## WORK INSTRUCTIONS
With nothing added or dropped, output every record below exactly.

Stored items
· · ·

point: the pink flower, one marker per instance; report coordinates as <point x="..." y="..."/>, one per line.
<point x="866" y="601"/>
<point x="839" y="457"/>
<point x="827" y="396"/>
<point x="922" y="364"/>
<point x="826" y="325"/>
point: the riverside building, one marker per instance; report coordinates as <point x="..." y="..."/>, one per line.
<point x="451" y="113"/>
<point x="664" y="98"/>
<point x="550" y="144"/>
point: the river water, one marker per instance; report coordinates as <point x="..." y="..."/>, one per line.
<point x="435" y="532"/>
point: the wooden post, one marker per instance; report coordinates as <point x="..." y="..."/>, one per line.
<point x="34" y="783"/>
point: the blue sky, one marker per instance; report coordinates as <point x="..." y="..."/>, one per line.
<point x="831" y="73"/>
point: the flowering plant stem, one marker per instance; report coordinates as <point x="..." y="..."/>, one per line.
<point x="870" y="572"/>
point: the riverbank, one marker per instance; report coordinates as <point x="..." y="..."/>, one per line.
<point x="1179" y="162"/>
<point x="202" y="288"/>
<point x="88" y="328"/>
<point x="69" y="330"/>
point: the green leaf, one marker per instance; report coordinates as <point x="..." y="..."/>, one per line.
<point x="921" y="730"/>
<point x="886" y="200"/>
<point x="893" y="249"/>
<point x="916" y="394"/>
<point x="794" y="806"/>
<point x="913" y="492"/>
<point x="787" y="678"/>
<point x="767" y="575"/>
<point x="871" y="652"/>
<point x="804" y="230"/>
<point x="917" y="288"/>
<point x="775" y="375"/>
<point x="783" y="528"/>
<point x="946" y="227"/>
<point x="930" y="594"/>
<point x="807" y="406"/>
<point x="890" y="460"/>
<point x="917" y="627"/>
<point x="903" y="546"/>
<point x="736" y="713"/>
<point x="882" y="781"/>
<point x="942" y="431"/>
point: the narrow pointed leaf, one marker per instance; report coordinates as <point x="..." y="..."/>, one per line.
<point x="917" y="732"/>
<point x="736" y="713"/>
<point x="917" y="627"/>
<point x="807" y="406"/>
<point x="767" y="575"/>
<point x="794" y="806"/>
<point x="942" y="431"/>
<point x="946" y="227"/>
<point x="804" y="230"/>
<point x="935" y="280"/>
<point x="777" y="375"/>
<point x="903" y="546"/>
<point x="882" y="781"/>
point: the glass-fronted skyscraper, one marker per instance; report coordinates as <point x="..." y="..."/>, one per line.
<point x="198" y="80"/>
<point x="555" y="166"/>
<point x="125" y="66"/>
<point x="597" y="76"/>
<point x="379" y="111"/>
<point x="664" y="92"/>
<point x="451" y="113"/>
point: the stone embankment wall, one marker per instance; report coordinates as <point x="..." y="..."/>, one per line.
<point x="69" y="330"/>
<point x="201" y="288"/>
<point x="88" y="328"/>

· · ·

## ANSWER SECTION
point: the pink flower, one marker per instance; report coordinates as <point x="..." y="..."/>, one per line.
<point x="866" y="601"/>
<point x="839" y="457"/>
<point x="827" y="396"/>
<point x="922" y="364"/>
<point x="826" y="325"/>
point: the riverside building, one marker per instance; report coordinates as <point x="..." y="..."/>, one per line.
<point x="451" y="113"/>
<point x="664" y="98"/>
<point x="550" y="144"/>
point: the river water, one marker per instance; report coordinates as <point x="..." y="..."/>, one per line.
<point x="435" y="532"/>
point: the wooden post, one marker per instance; report coordinates as <point x="..." y="..."/>, one per line.
<point x="34" y="783"/>
point: the blue sky, one marker per instance; report coordinates as <point x="..." y="..."/>, one per line.
<point x="831" y="73"/>
point: the flowering plant stem, one marker per instance; report coordinates as <point x="..." y="..."/>, one per line.
<point x="870" y="572"/>
point: the riverbank, one marker per instance; report coordinates as <point x="..." y="..."/>, one per line.
<point x="1179" y="162"/>
<point x="202" y="288"/>
<point x="88" y="328"/>
<point x="69" y="330"/>
point: the green leaf, one marker per instance; report coordinates as <point x="..." y="..."/>, one per line.
<point x="921" y="730"/>
<point x="886" y="200"/>
<point x="893" y="249"/>
<point x="916" y="394"/>
<point x="794" y="806"/>
<point x="913" y="492"/>
<point x="787" y="678"/>
<point x="767" y="575"/>
<point x="871" y="652"/>
<point x="804" y="230"/>
<point x="917" y="288"/>
<point x="775" y="375"/>
<point x="783" y="528"/>
<point x="946" y="227"/>
<point x="930" y="594"/>
<point x="807" y="406"/>
<point x="890" y="460"/>
<point x="917" y="627"/>
<point x="903" y="546"/>
<point x="736" y="713"/>
<point x="882" y="781"/>
<point x="942" y="431"/>
point: the narrow pointed leaf, one marker per instance; report coordinates as <point x="..." y="..."/>, one per line.
<point x="917" y="732"/>
<point x="736" y="713"/>
<point x="917" y="627"/>
<point x="807" y="406"/>
<point x="767" y="575"/>
<point x="794" y="806"/>
<point x="942" y="431"/>
<point x="946" y="227"/>
<point x="804" y="230"/>
<point x="935" y="280"/>
<point x="777" y="375"/>
<point x="903" y="546"/>
<point x="882" y="781"/>
point: the glass-fronted skyscraper, one marker per instance; report coordinates as <point x="..." y="..."/>, one per line.
<point x="198" y="80"/>
<point x="555" y="166"/>
<point x="125" y="66"/>
<point x="597" y="76"/>
<point x="379" y="111"/>
<point x="664" y="92"/>
<point x="451" y="113"/>
point: the stone embankment wall, one marker per instance; report coordinates as <point x="..." y="..."/>, one per line.
<point x="69" y="330"/>
<point x="201" y="288"/>
<point x="88" y="328"/>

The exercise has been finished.